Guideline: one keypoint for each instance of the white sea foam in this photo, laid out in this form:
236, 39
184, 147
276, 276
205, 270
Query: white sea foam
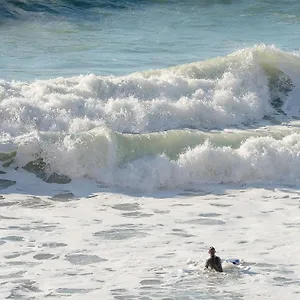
224, 92
95, 243
78, 126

####################

STATED TASK :: Copy all of the items above verbatim, leaving out the pictures.

FINAL RESULT ::
Guideline: one keypoint for each instance of the white sea foam in this photo, laid out in this form:
236, 39
184, 147
276, 276
205, 270
Query: white sea foam
224, 92
95, 243
78, 126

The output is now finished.